TEXT EXCERPT ::
[BEGIN]
James Francis Aloysius McIntyre (June 25, 1886 – July 16, 1979) was an American prelate of the Catholic Church. He served as Archbishop of Los Angeles from 1948 to 1970, and was created a cardinal in 1953. He was a highly successful builder of new parishes, churches, and schools. He was notable in Church politics, and his reputation remains highly controversial.
His father was rendered an invalid after falling from his horse in Central Park and sustaining serious injuries; his mother then opened a dressmaking business to support the family.[2] Following his mother's death in 1896, McIntyre and his father were taken into the nearby home of a relative.[2] He did not attend high school, instead becoming an errand boy in the financial market. He attended night school at Columbia University and City College.[2]
On July 20, 1946, McIntyre was named coadjutor bishop of New York and titular archbishop of Paltus. Despite never succeeding Spellman as archbishop, he assisted in the governance of the archdiocese while Spellman was busied by his additional duties as Apostolic Vicar for the Military Forces. Spellman once said, "I have never undertaken any important matter without consulting [McIntyre]. In nothing have I gone contrary to his advice."[2] In 1947, McIntyre spoke out against legislation that would "permit further encroachments on the parental function of education."[2]
Los Angeles
McIntyre was appointed the second archbishop of Los Angeles, California, on February 7, 1948. Replacing the late John J. Cantwell, he was installed at St. Vibiana's Cathedral on the following March 19. In McIntyre's first four years alone, 26 new parishes, 64 parochial schools, and 18 high schools were established.[2] At one point during his tenure, he oversaw the construction of a new church every 66 days and a new school every 26 days to accommodate the post-World War II population boom.[5] As archbishop, he led the successful effort to repeal the state tax on Catholic schools.[2] In 1967 he consulted with California Governor Ronald Reagan regarding a proposed law to legalize abortion. He convinced Reagan to veto the law if it allowed abortions in case of birth defects. The legislature dropped that provision and Reagan signed the law, which decriminalized abortions when done to protect the health of the mother.[6][7]
Pius XII created him Cardinal Priest of Santa Anastasia in the consistory of January 12, 1953. McIntyre was the first cardinal of the Western United States. At the consistory, when the official photographer's flash bulb failed to go off when the biretta was conferred, Pius and McIntyre re-enacted the ceremony.[2] McIntyre was also one of the cardinal electors who participated in the 1958 papal conclave, and again in the 1963 papal conclave.
[END]
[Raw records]
[BEGIN]
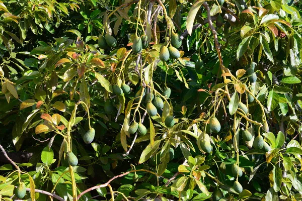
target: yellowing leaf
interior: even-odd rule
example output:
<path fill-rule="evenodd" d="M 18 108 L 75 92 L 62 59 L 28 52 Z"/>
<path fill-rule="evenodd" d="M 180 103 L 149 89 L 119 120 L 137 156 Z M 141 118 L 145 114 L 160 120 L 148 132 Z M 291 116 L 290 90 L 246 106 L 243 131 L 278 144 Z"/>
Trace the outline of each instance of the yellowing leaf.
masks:
<path fill-rule="evenodd" d="M 40 124 L 36 127 L 35 132 L 36 133 L 36 134 L 39 134 L 41 133 L 49 131 L 49 128 L 48 128 L 47 126 L 44 125 L 44 124 Z"/>
<path fill-rule="evenodd" d="M 36 104 L 36 102 L 32 99 L 28 99 L 22 102 L 20 105 L 20 110 L 23 110 L 25 108 L 32 106 Z"/>

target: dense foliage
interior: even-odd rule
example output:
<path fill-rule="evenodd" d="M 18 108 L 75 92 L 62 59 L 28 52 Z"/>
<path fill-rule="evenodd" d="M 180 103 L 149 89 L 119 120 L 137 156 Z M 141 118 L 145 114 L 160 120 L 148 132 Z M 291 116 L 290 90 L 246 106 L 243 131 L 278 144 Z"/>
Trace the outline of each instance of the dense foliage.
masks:
<path fill-rule="evenodd" d="M 302 198 L 301 1 L 2 1 L 1 199 Z"/>

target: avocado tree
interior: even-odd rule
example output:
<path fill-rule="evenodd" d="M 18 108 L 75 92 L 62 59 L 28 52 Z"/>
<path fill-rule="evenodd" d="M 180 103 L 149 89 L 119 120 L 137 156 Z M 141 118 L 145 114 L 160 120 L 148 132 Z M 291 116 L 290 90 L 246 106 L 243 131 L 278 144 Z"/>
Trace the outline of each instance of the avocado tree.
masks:
<path fill-rule="evenodd" d="M 302 197 L 302 3 L 0 1 L 6 201 Z"/>

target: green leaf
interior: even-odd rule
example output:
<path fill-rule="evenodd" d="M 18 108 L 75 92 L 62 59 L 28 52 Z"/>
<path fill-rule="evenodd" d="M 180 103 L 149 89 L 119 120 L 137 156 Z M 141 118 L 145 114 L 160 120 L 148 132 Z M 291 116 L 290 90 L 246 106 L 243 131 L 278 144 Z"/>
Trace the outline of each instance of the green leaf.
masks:
<path fill-rule="evenodd" d="M 143 150 L 142 153 L 141 153 L 138 163 L 142 163 L 148 160 L 158 150 L 160 144 L 161 140 L 158 140 L 154 142 L 153 146 L 151 145 L 151 144 L 149 144 Z"/>
<path fill-rule="evenodd" d="M 238 96 L 238 93 L 235 92 L 234 94 L 232 96 L 231 101 L 229 104 L 229 112 L 231 115 L 233 115 L 238 109 L 238 105 L 239 105 L 239 97 Z"/>
<path fill-rule="evenodd" d="M 269 111 L 272 111 L 279 104 L 279 95 L 275 93 L 273 90 L 269 91 L 267 97 L 267 109 Z"/>
<path fill-rule="evenodd" d="M 283 77 L 281 82 L 285 84 L 297 84 L 301 82 L 301 80 L 295 76 Z"/>
<path fill-rule="evenodd" d="M 293 155 L 302 155 L 302 149 L 298 147 L 289 147 L 286 149 L 285 153 Z"/>
<path fill-rule="evenodd" d="M 278 192 L 282 183 L 282 170 L 278 166 L 274 166 L 273 169 L 273 188 L 275 192 Z"/>
<path fill-rule="evenodd" d="M 272 63 L 274 63 L 274 58 L 273 58 L 273 54 L 272 54 L 272 52 L 269 48 L 269 45 L 265 39 L 265 37 L 263 37 L 261 34 L 260 35 L 260 43 L 263 48 L 263 51 L 264 51 L 264 53 L 267 57 L 267 58 L 270 61 L 271 61 Z"/>
<path fill-rule="evenodd" d="M 41 154 L 41 160 L 47 166 L 49 166 L 51 164 L 53 160 L 53 151 L 51 148 L 48 148 L 48 146 L 43 149 Z"/>
<path fill-rule="evenodd" d="M 66 31 L 65 32 L 71 32 L 76 34 L 77 36 L 81 38 L 81 32 L 76 29 L 70 29 Z"/>
<path fill-rule="evenodd" d="M 277 136 L 277 139 L 276 139 L 276 147 L 280 148 L 281 147 L 285 141 L 284 134 L 281 131 L 279 131 L 278 135 Z"/>
<path fill-rule="evenodd" d="M 205 0 L 198 0 L 194 3 L 188 14 L 186 27 L 187 28 L 187 30 L 188 30 L 188 33 L 189 33 L 190 35 L 192 35 L 193 25 L 194 24 L 195 16 L 199 10 L 199 8 L 201 7 L 205 1 Z"/>
<path fill-rule="evenodd" d="M 250 43 L 250 38 L 251 37 L 250 36 L 245 38 L 239 44 L 238 49 L 237 49 L 237 59 L 239 59 L 239 58 L 241 57 L 248 49 L 249 43 Z"/>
[END]
EXERCISE INSTRUCTIONS ::
Quote the biography of Cardinal McIntyre in full, word for word. The data stands apart from the biography of Cardinal McIntyre and is not part of it.

SOLUTION TO THIS PROBLEM ::
James Francis Aloysius McIntyre (June 25, 1886 – July 16, 1979) was an American prelate of the Catholic Church. He served as Archbishop of Los Angeles from 1948 to 1970, and was created a cardinal in 1953. He was a highly successful builder of new parishes, churches, and schools. He was notable in Church politics, and his reputation remains highly controversial.
His father was rendered an invalid after falling from his horse in Central Park and sustaining serious injuries; his mother then opened a dressmaking business to support the family.[2] Following his mother's death in 1896, McIntyre and his father were taken into the nearby home of a relative.[2] He did not attend high school, instead becoming an errand boy in the financial market. He attended night school at Columbia University and City College.[2]
On July 20, 1946, McIntyre was named coadjutor bishop of New York and titular archbishop of Paltus. Despite never succeeding Spellman as archbishop, he assisted in the governance of the archdiocese while Spellman was busied by his additional duties as Apostolic Vicar for the Military Forces. Spellman once said, "I have never undertaken any important matter without consulting [McIntyre]. In nothing have I gone contrary to his advice."[2] In 1947, McIntyre spoke out against legislation that would "permit further encroachments on the parental function of education."[2]
Los Angeles
McIntyre was appointed the second archbishop of Los Angeles, California, on February 7, 1948. Replacing the late John J. Cantwell, he was installed at St. Vibiana's Cathedral on the following March 19. In McIntyre's first four years alone, 26 new parishes, 64 parochial schools, and 18 high schools were established.[2] At one point during his tenure, he oversaw the construction of a new church every 66 days and a new school every 26 days to accommodate the post-World War II population boom.[5] As archbishop, he led the successful effort to repeal the state tax on Catholic schools.[2] In 1967 he consulted with California Governor Ronald Reagan regarding a proposed law to legalize abortion. He convinced Reagan to veto the law if it allowed abortions in case of birth defects. The legislature dropped that provision and Reagan signed the law, which decriminalized abortions when done to protect the health of the mother.[6][7]
Pius XII created him Cardinal Priest of Santa Anastasia in the consistory of January 12, 1953. McIntyre was the first cardinal of the Western United States. At the consistory, when the official photographer's flash bulb failed to go off when the biretta was conferred, Pius and McIntyre re-enacted the ceremony.[2] McIntyre was also one of the cardinal electors who participated in the 1958 papal conclave, and again in the 1963 papal conclave.